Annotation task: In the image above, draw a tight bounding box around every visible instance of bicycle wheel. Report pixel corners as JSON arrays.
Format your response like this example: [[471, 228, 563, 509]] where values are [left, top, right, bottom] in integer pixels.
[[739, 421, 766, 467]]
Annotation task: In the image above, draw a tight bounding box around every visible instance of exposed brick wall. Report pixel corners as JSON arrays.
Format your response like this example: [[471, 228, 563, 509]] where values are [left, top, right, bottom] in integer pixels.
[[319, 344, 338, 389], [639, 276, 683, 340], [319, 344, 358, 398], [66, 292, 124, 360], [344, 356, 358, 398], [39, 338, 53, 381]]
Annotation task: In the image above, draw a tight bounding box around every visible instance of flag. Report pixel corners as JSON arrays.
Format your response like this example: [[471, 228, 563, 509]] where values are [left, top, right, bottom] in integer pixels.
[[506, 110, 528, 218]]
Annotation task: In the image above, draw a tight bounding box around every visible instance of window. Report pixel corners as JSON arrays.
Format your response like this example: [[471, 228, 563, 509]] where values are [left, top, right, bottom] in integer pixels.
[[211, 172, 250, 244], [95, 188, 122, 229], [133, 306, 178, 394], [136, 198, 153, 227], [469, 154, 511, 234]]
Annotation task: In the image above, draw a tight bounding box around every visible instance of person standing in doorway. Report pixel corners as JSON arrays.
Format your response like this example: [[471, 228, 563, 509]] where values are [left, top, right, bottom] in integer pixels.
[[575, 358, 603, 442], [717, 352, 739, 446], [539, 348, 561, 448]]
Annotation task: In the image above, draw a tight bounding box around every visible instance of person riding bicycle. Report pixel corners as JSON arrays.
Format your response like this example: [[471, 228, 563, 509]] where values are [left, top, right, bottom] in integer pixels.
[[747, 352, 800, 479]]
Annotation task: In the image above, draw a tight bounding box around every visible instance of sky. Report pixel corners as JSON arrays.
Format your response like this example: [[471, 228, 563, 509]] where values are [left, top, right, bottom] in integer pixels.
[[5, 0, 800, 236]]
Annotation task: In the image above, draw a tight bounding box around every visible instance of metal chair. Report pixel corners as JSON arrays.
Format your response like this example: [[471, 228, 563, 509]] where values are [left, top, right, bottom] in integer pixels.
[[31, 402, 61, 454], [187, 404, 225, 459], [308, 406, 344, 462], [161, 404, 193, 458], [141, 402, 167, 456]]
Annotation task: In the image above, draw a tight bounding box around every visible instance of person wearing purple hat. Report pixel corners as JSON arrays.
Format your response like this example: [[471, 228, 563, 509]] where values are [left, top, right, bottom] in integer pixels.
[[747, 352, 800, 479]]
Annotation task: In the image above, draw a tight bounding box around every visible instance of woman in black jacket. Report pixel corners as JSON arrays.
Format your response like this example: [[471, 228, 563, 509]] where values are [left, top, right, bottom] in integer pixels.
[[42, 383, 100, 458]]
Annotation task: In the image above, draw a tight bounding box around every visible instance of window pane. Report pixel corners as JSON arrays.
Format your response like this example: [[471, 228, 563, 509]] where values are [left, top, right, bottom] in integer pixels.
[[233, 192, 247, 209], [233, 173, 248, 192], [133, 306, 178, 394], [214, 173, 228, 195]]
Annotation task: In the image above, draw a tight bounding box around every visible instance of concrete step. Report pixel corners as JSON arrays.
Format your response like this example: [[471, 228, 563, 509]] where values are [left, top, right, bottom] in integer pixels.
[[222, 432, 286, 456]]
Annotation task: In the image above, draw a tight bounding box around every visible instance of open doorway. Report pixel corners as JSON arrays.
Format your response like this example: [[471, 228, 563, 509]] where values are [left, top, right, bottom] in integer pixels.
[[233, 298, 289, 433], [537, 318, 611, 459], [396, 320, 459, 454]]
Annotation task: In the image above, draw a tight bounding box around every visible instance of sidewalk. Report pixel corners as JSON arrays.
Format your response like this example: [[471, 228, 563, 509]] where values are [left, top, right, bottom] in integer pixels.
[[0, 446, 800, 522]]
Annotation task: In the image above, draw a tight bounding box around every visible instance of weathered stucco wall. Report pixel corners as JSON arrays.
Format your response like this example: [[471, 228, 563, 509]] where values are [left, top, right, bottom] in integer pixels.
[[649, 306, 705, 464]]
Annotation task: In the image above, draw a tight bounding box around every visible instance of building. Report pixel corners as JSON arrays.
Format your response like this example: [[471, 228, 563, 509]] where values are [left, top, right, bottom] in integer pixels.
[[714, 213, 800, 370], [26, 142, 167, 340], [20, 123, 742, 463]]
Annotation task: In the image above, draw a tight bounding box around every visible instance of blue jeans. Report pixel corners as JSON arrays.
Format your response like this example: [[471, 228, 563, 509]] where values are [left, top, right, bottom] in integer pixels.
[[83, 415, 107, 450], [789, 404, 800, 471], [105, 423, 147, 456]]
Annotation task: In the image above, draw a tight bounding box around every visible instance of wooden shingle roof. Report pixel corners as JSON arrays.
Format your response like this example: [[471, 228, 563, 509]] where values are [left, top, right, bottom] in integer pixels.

### To do
Please set out the lines above, from the line containing "pane. Report pixel corners as JSON arrays." through the line containing "320, 459, 454]]", as a JSON list of strings with one string per line, both end lines included and blank lines left out.

### Solution for this problem
[
  "Annotation task: In the image above, draw a tight bounding box around every visible instance of window pane. Report pixel corners as JSON arrays.",
  "Format your response like this example: [[471, 228, 563, 509]] where values are [left, top, right, bottom] in integer pixels.",
  "[[233, 192, 247, 209], [233, 173, 248, 192], [133, 306, 178, 394], [214, 173, 228, 195]]",
  "Annotation task: In the image above, draw a tight bounding box around every visible instance of concrete step. Report pixel corners as JSON arrays.",
  "Format your response like this example: [[471, 228, 563, 509]] where values are [left, top, right, bottom] in integer pixels.",
  "[[222, 432, 286, 456]]",
  "Annotation task: In the image above, draw a tight bounding box around every visible instance of open doorway. Report pixel corners as JSON arrays.",
  "Format your response like this example: [[471, 228, 563, 509]] where values are [left, top, right, bottom] in integer pixels.",
  "[[233, 298, 289, 433], [537, 318, 611, 459], [396, 320, 459, 454]]"
]